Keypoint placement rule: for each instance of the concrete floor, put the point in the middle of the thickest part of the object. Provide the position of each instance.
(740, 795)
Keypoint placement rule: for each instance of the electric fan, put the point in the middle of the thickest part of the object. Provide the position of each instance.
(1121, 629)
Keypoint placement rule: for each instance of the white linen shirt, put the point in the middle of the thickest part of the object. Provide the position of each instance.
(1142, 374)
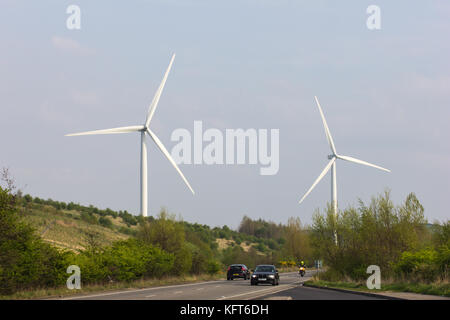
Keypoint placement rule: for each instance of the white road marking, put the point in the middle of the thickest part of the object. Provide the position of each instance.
(262, 292)
(140, 290)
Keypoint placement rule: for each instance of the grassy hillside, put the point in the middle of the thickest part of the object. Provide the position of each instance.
(73, 227)
(69, 229)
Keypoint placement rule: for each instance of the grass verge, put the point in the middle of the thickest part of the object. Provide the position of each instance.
(48, 293)
(437, 288)
(61, 292)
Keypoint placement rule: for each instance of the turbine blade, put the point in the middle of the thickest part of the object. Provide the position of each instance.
(108, 131)
(327, 130)
(169, 157)
(322, 174)
(362, 162)
(154, 104)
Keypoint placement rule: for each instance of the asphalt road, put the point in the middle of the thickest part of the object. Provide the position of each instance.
(238, 289)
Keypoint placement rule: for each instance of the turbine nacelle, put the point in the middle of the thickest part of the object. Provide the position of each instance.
(333, 157)
(144, 129)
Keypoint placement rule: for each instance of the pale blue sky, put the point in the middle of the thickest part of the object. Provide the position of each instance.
(240, 64)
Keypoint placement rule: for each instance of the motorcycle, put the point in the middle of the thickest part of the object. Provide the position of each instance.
(302, 271)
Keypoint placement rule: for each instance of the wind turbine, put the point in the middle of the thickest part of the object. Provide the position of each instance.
(332, 165)
(144, 129)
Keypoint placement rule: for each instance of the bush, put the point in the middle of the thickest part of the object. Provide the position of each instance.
(419, 265)
(25, 260)
(125, 260)
(105, 222)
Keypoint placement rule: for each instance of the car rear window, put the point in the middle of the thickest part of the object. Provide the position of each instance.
(264, 269)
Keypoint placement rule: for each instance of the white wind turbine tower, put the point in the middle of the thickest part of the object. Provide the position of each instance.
(144, 129)
(332, 165)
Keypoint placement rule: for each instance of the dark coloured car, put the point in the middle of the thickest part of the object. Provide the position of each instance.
(238, 271)
(265, 273)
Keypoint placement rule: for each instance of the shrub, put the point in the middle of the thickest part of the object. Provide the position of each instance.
(25, 260)
(106, 222)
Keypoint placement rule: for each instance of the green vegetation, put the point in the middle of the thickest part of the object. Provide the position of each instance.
(437, 288)
(395, 238)
(40, 238)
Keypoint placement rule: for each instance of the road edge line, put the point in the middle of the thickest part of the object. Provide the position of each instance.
(363, 293)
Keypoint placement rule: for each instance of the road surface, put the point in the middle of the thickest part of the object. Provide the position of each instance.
(238, 289)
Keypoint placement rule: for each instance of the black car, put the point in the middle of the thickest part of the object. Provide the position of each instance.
(265, 273)
(238, 271)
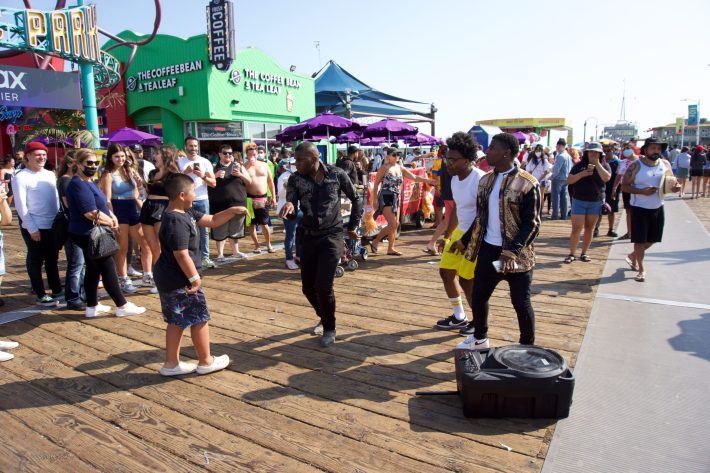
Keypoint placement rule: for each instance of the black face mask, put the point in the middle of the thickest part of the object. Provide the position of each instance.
(89, 172)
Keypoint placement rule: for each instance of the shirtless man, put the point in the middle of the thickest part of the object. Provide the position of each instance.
(261, 180)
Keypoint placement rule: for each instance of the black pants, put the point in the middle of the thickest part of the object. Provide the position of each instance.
(42, 253)
(319, 257)
(95, 268)
(485, 280)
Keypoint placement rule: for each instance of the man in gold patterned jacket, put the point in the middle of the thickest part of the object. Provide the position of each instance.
(501, 238)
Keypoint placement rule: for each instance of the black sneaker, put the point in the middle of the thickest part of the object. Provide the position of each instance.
(451, 322)
(467, 330)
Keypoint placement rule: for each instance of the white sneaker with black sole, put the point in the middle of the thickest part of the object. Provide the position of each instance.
(127, 286)
(470, 343)
(218, 363)
(451, 322)
(97, 310)
(129, 309)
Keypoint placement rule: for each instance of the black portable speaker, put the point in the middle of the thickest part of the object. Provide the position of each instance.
(514, 381)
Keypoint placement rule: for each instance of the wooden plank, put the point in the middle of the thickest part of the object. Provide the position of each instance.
(101, 445)
(263, 427)
(388, 403)
(178, 434)
(24, 450)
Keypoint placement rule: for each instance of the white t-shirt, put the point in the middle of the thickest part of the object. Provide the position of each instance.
(147, 167)
(648, 176)
(281, 190)
(493, 235)
(36, 198)
(537, 170)
(200, 184)
(465, 193)
(683, 161)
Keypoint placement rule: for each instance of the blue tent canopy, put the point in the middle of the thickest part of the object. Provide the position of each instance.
(332, 82)
(374, 106)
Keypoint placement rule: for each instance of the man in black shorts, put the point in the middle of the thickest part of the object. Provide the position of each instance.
(643, 180)
(232, 179)
(261, 181)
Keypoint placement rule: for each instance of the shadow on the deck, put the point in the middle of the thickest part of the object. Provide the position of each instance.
(693, 337)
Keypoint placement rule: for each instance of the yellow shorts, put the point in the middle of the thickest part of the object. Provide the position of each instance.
(457, 261)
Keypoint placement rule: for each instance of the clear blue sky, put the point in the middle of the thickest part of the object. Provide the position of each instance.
(478, 59)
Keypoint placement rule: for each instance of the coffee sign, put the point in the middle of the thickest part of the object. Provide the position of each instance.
(220, 33)
(161, 77)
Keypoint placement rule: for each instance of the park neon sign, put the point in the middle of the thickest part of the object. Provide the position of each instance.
(69, 33)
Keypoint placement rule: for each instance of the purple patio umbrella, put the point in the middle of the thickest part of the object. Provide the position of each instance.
(422, 139)
(349, 137)
(374, 141)
(129, 136)
(388, 128)
(522, 137)
(320, 126)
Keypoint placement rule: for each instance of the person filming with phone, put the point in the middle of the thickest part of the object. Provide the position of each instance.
(501, 240)
(587, 184)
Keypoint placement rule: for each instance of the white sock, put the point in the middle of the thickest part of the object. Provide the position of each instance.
(457, 307)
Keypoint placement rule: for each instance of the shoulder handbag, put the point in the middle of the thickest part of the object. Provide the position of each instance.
(60, 228)
(102, 241)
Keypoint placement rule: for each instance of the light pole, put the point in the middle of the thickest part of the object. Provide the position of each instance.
(596, 128)
(697, 124)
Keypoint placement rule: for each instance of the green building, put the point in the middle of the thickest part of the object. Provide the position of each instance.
(172, 90)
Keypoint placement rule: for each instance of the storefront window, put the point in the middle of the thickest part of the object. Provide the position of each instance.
(257, 131)
(272, 130)
(264, 134)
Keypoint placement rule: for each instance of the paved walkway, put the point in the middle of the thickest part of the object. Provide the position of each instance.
(643, 372)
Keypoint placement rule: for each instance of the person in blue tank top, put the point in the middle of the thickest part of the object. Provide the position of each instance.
(644, 180)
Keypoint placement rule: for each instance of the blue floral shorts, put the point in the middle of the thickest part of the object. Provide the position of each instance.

--- --- ---

Your instructions ▸
Quote every record above exactly, leaving out the pictures.

Worked solution ▸
Keypoint placement rule: for each instance of the concrete floor, put the point in the middle of the thickest part of the object. Provide the position of each instance.
(740, 795)
Keypoint placement rule: for each instance of the electric fan, put the point in the middle of the thickest part of the object. Provide the position of each instance.
(1121, 629)
Keypoint placement rule: for each instance of the white linen shirt, put the point in the middle of the thickest part of the object. Provide the position of each instance.
(1142, 374)
Keypoint placement rule: for each instance of the white road marking, put the point in the middle of the thickest part of the object. Provide the position of each instance.
(262, 292)
(140, 290)
Keypoint placement rule: for each instance of the grassy hillside, put the point in the middle of the thickest part of the object. Provide the position of each instance.
(73, 227)
(69, 229)
Keypoint placement rule: for each instance of the grass verge, put the point in the middle of the thickest part of the object. Provide the position of each instance.
(48, 293)
(437, 288)
(61, 292)
Keypoint placement rule: for each instance of the turbine blade, put the point in the middle of the thickest part of the object. Provide the position of each instance.
(108, 131)
(327, 130)
(169, 157)
(322, 174)
(362, 162)
(154, 104)
Keypoint placement rule: for each instance of the asphalt road, put the point in the middle of the thickest part of the object. Provide the position of each instance.
(238, 289)
Keypoint placement rule: for each instance of the turbine nacelle, put the point in the middle of the thickest part of the object. Provide the position of each instance.
(333, 157)
(144, 129)
Keypoint placement rule: for each instance of the pale blue sky, put the point in the middle of the thickest part of the object. Provide the position of each instance.
(240, 64)
Keypoint placement rule: for each instance of the motorcycle, put the point in the middle of the thickest part of the object. Provide the position of each instance.
(302, 271)
Keypoint placement rule: for each instance of the wind turbine, put the point in the middle of the thickest part of the object. Provide the position of each instance.
(332, 165)
(144, 129)
Keypoint placement rule: for each instance of the bush, put the point in the middle of the thickest part of the object. Provide the position of each instance.
(419, 265)
(25, 260)
(125, 260)
(105, 222)
Keypoint placement rule: for each instance of the car rear window, put the point in the middle of the thickest part of the object. Provide the position of each instance.
(264, 269)
Keypoint placement rule: for each instance of the white wind turbine tower, put the point in the middle of the thickest part of the object. Provide the position of each instance.
(144, 129)
(332, 165)
Keypoint placement rule: for each instance of the dark coloured car, put the point in the middle of the thickest part of the object. Provide the position of each instance.
(238, 271)
(265, 273)
Keypoint placement rule: for each instance of the shrub, put the point in the middle of the thickest part of the object. Provide the position of each instance.
(25, 260)
(106, 222)
Keypoint placement rule: for each instance of the green vegetation, put the point in the middle of the thickest part of the object. Provide the position of each instance.
(437, 288)
(395, 238)
(40, 238)
Keypoint placement rule: for each instance of the road edge line, put the point in the middle of the thickest part of the object. Provide the position of each instance.
(363, 293)
Keypoint placement rule: for each instance of the road surface, put the point in the middle of the thickest part of the object. Provide the position of each instance.
(238, 289)
Keypoint placement rule: for each instance of the black car, put the point in the middle of the thickest part of the object. Provide the position of each instance.
(265, 273)
(238, 271)
Keypoint placement rule: for each instance of the black face mask, put the point in the middle of the thickest part of the object. Provide the position of each instance.
(89, 172)
Keypoint placement rule: for each instance of the shirtless man, put the point in the middle of the thickest part of the object. Provide the position of each instance.
(261, 180)
Keypoint placement rule: for each instance of the black pants, put the point in the middle of the thickest part of the object. Provide the position of each instance.
(42, 253)
(319, 257)
(95, 268)
(485, 280)
Keypoint placement rule: for each instance of the man in gold patterned jacket, put the point in the middle of the thickest part of the object. Provide the position of each instance.
(501, 238)
Keypoint placement rule: for each instance of the black sneaker, put the point in the middle of the thickest part of the object. Provide the position of each instance.
(451, 322)
(467, 330)
Keypoint placement rule: for each instance of the white sneaker with black sole, put the point in the middle of the thickest part of the object. Provide the position of each instance.
(127, 286)
(470, 343)
(218, 363)
(451, 322)
(97, 310)
(129, 309)
Keypoint placement rule: for each instance of the black portable speaker, put the point in the middle of the thickest part of the object. Provide the position of each instance.
(514, 381)
Keypoint placement rule: for each instance of the wooden plank, put the point in the middle of the thickest part of the object. Provide the position of each instance.
(101, 445)
(263, 427)
(388, 403)
(178, 434)
(24, 450)
Keypoint placement rule: for each instance of the white t-shirt, put the point in the middle of the thickest part of the object. Provide the position of each instance.
(147, 167)
(648, 176)
(281, 190)
(493, 235)
(36, 198)
(537, 170)
(200, 184)
(465, 193)
(683, 161)
Keypoint placement rule: for each instance of the blue tent canopy, put the point in the middle of the thickest part of the object. Provide the position of each instance.
(332, 82)
(374, 106)
Keypoint placement rule: for each instance of the man in black shorts, put the point in the middle of the thickest part of the object. Provide the position of each instance.
(643, 180)
(232, 179)
(261, 181)
Keypoint placement rule: for each instance of the shadow on the deck, put the point in the middle of the thickest part of the object. Provide the position of each instance.
(693, 337)
Keypoint placement rule: for each instance of the yellow shorts, put the point in the middle of the thickest part of the object. Provide the position of each instance.
(457, 261)
Keypoint placement rule: for each instance of the clear blue sky, put the point in the middle of the thickest part of the object. Provide the position of each instance.
(478, 59)
Keypoint placement rule: for each instance of the coffee sign, put the point in the middle of the thickest part of the object. Provide the position of each instance.
(220, 33)
(161, 77)
Keypoint placement rule: for each instance of the park neon sign, put the point in the middle of the thickest part of the object. Provide the position of each instance.
(69, 33)
Keypoint placement rule: for each instance of the purple patio umbrella, put the point in the middle of the thickest part of the object. Provide the position of each instance.
(422, 139)
(349, 137)
(374, 141)
(129, 136)
(388, 128)
(522, 137)
(320, 126)
Keypoint placement rule: for each instance of the person filming with phone, put the point in the middle of the thickest part of the object. Provide the position of each instance.
(501, 240)
(587, 184)
Keypoint placement rule: for each instance of the white sock, put the point in the middle of the thickest part of the object. Provide the position of each instance.
(457, 307)
Keypoint placement rule: for each instance of the shoulder handbag, put the point in the middle of the thickest part of the object. Provide the position of each instance.
(60, 228)
(102, 241)
Keypoint placement rule: for each instance of the light pole, put the point in the middle of the thickest part of the object. Provide the position of each instance.
(596, 128)
(697, 124)
Keypoint placement rule: for each instance of the green building, put the point in the middle of the thickest part of the object. Provide the position of each instance.
(172, 90)
Keypoint placement rule: for each instance of the storefront window, put the point in the middle of the thickest part of the object. Provide the position of each instance.
(257, 131)
(272, 130)
(264, 134)
Keypoint placement rule: for each instance of the paved walkway, put the point in the middle of the thickest part of the object. Provide the position of each instance.
(643, 372)
Keypoint placement rule: for each instance of the person in blue tank top, put the point in the middle of the thickest part of the object. Provide the position of each instance.
(644, 180)
Keypoint placement rule: for each instance of the blue floral shorts, put the point in the middle of the thickest part of the object. Provide the position of each instance.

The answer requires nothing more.